■ **DATA SUPPLIED**
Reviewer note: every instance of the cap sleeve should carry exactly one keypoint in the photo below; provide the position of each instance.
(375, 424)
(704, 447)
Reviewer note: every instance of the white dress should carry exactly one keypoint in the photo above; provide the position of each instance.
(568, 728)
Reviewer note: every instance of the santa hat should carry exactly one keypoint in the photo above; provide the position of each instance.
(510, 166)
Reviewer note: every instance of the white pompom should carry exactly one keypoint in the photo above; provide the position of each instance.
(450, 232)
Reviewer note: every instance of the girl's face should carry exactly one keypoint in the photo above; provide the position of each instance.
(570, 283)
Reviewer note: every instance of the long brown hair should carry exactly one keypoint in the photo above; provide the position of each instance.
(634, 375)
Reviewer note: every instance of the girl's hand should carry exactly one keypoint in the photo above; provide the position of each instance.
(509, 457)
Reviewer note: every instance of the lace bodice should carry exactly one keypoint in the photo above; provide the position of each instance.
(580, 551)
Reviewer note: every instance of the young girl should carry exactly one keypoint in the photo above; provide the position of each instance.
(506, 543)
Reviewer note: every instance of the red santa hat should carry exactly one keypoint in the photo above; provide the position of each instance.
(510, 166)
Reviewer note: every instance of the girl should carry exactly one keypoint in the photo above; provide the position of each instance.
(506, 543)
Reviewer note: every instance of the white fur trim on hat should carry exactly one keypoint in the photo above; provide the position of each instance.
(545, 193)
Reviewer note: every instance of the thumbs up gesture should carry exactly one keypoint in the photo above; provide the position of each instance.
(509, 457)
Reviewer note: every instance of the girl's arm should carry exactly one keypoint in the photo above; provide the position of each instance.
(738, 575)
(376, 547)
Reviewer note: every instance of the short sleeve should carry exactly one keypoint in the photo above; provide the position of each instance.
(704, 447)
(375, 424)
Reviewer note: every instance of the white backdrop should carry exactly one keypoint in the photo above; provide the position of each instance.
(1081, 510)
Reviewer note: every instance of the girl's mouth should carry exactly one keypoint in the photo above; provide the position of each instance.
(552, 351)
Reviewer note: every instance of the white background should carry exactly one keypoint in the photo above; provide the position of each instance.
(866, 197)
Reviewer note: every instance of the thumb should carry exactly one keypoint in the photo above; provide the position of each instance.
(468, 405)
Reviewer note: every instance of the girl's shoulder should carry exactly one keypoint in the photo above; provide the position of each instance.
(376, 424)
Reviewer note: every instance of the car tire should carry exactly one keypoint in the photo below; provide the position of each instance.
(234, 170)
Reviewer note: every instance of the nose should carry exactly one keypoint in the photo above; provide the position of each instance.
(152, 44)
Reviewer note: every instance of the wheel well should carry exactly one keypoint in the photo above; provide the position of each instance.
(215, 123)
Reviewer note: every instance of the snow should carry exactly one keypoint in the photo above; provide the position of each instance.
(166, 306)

■ **PROBLEM REQUIREMENTS**
Reproduce the data in full, exactly as presented.

■ **SOLUTION FOR THIS TASK**
Reviewer note: every instance of the cap sleeve should carry exactly one keypoint in the photo below; provide the position of each instance.
(375, 424)
(704, 447)
Reviewer note: every instance of the white dress should carry exactly one keypoint in the photo above; provide the position of each instance.
(568, 728)
Reviewer note: every instance of the santa hat should carry exactly one keypoint in the photo above; provide the position of each instance.
(510, 166)
Reviewer note: every instance of the white pompom should carry exactly one keypoint in the photo above; provide the position of each instance.
(450, 232)
Reviewer note: every instance of the girl's face should carry exactly one keypoint in the photo above; provide the position of each instance.
(570, 283)
Reviewer note: every instance of the long brown hair should carry exactly one keypoint in the photo above; provide the position of each instance.
(634, 375)
Reviewer note: every instance of the girl's hand should carry exactly one keypoint in the photo above; provide the position of each instance.
(509, 457)
Reviewer note: every instance of the lace bodice should carry exactly one keypoint in the photo above; provide the position of each instance.
(580, 551)
Reviewer note: every instance of the young girl should carry exactly one keypoint in the photo above; provide the position of each instance.
(506, 543)
Reviewer note: every instance of the red santa hat should carry exactly one keypoint in the photo above; provide the position of each instance.
(510, 166)
Reviewer note: every instance of the girl should carry exactly one keypoint in the photo above; provide the position of each instance.
(506, 543)
Reviewer note: every instance of the white fur trim on hat should carry exactly one keypoint in the photo above; provide the position of each instance.
(545, 193)
Reviewer note: every instance of the thumbs up gesture should carry exactly one keypoint in the photo above; provide the position of each instance.
(509, 457)
Reviewer note: every instance of the girl's arm should carry exactly one keypoint in the photo above; provide the position of each instance.
(738, 575)
(376, 547)
Reviewer note: every instance of the short sleeve should carry exactly one keypoint in the photo above; provide the position of each instance.
(704, 447)
(375, 424)
Reviewer note: every instance of the white backdrop should carry exactly one keypoint in the photo above; provide the position of each instance.
(1081, 510)
Reviewer note: every instance of the girl's mouth should carry exactly one keypoint in the photo above; provide the position of each instance.
(552, 351)
Reviewer note: every instance of the white background should carry exactly one keypoint in the photo above; provide the position of each instance.
(866, 197)
Reviewer note: every instance of the thumb should carry exactly one keypoint in the photo above; provide the position of each instance.
(468, 405)
Reviewer note: every instance of the girl's shoulder should carry exactly one keypoint in the photo above; provide the position of each instance.
(376, 424)
Reviewer note: every instance of the car tire should carry exactly one keypoint in the photo below; provide the position of each instance.
(234, 170)
Reviewer note: every instance of the nose should carry exactly one keypoint in the photo above; provide the position of each instance.
(152, 44)
Reviewer note: every instance of the wheel well should carry exactly one keypoint in the photo above; provide the position of each instance.
(215, 123)
Reviewer note: every instance of the snow should carry exactly one keypoint in the photo above; provide the position of each instance.
(166, 306)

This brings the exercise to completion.